* start Data in this exercise *
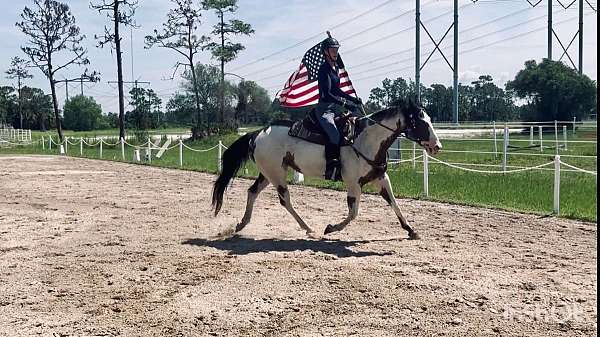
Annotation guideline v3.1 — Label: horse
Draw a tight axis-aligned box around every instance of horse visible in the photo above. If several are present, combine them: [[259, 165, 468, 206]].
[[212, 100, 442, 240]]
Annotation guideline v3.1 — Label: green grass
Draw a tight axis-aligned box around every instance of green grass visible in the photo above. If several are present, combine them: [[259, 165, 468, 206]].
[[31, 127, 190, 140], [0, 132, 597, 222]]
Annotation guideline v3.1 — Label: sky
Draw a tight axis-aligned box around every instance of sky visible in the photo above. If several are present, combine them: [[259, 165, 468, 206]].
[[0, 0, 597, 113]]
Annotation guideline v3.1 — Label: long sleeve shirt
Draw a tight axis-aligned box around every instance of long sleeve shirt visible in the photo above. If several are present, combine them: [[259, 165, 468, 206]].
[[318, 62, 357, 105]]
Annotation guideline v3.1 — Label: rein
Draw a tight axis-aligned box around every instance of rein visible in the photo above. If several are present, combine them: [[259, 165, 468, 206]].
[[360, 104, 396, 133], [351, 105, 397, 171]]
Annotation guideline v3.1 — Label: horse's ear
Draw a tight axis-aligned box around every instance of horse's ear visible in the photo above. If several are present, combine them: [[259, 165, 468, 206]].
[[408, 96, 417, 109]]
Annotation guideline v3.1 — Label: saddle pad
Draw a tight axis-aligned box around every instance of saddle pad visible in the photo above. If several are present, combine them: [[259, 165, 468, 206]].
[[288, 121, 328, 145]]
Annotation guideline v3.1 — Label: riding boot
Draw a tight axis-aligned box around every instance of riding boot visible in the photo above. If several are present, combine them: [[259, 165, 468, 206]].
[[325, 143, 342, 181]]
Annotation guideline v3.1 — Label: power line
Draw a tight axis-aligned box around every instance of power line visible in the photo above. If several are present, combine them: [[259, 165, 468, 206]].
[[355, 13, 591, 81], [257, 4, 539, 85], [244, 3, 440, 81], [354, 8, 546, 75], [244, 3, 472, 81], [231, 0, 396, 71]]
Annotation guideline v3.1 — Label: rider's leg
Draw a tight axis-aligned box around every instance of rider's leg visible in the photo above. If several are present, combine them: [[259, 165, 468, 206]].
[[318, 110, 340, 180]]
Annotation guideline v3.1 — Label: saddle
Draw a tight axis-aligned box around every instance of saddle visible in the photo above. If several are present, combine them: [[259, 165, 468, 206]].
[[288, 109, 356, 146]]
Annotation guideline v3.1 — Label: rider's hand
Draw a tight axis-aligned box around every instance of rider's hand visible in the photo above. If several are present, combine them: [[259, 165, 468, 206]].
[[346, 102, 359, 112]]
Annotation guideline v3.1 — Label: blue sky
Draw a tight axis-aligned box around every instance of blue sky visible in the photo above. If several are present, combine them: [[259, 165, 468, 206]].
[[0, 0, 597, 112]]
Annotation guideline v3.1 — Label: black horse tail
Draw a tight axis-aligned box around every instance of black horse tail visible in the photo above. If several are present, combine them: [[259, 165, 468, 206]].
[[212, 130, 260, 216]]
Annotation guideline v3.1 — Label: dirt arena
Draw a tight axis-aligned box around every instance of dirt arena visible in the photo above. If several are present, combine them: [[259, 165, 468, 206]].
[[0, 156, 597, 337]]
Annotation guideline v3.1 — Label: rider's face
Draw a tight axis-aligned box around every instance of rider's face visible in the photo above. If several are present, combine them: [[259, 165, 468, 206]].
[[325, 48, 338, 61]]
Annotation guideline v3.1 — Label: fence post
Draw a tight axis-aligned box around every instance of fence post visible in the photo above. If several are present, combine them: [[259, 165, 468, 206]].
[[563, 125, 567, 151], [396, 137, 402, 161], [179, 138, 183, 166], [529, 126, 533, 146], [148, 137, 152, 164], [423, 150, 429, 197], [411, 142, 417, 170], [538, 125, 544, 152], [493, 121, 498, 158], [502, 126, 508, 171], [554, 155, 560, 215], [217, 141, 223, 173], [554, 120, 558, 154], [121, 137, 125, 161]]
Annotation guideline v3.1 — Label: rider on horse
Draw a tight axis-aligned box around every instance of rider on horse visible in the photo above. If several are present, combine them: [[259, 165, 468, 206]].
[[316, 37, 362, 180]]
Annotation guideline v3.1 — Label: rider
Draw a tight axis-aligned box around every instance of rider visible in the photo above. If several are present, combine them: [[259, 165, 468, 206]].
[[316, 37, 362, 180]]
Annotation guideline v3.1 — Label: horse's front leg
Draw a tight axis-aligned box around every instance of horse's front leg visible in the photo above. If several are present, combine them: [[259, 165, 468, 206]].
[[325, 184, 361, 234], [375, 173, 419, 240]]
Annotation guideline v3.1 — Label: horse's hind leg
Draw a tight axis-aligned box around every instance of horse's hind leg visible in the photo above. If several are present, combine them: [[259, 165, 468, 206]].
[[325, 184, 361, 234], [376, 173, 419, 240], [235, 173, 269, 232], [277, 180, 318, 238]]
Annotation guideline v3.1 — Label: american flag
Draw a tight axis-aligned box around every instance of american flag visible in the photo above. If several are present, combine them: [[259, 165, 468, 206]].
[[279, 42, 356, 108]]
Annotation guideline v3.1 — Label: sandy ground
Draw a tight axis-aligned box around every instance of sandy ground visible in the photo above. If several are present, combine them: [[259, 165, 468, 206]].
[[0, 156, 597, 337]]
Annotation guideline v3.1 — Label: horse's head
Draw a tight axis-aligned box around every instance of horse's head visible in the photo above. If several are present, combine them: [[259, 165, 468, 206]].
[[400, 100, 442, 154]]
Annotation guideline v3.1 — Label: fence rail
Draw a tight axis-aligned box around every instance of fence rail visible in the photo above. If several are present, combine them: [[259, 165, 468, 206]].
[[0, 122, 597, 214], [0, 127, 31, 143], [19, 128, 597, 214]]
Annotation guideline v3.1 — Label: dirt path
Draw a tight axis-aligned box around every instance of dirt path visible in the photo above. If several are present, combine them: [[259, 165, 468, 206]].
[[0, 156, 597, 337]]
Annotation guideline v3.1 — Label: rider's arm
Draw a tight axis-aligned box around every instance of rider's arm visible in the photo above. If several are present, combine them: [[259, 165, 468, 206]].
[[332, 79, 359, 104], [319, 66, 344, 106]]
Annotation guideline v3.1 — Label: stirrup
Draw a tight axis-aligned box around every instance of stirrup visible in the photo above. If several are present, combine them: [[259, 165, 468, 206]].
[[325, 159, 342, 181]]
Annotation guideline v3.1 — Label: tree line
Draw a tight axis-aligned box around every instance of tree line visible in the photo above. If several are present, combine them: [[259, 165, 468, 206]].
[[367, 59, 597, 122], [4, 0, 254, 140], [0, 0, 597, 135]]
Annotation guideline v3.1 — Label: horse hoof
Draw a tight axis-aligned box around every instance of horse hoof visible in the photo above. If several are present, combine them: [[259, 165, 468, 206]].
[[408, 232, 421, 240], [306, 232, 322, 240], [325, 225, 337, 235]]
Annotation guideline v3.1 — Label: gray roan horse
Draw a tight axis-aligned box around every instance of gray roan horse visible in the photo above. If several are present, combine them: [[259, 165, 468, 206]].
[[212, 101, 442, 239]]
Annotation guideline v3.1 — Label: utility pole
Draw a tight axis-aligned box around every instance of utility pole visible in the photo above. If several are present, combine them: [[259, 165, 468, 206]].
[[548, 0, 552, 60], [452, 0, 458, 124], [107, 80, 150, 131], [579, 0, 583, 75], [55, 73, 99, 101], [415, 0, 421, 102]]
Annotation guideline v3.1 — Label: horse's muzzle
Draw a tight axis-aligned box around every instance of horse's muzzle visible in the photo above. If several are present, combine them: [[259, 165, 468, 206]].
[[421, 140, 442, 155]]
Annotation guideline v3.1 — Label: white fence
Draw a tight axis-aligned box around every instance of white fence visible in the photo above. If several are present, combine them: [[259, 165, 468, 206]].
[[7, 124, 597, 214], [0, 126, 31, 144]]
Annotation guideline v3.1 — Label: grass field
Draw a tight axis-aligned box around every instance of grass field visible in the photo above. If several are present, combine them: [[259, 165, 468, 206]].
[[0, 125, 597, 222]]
* end Data in this exercise *
What to work on: Arrange the records between the lines holding "Annotation guideline v3.1 — Label: horse's ear" and "[[288, 121, 328, 145]]", inclusive, as a two-column CSV with the columns input and output. Give one row per record, with its text under input and its answer under output, each in a single quoted field with line breaks replaced by spaces.

The output:
input,output
"Annotation guideline v3.1 — Label: horse's ear Draw a tight axis-aligned box around every instance of horse's ear visible in the photo above. If several are present, combine them: [[259, 165, 468, 206]].","[[408, 96, 417, 109]]"
"Annotation guideline v3.1 — Label: saddle pad Draw a tight axis-aligned box around every instance of saddle pad visible in the photo above. If several are present, combine them: [[259, 165, 468, 206]].","[[288, 121, 328, 145]]"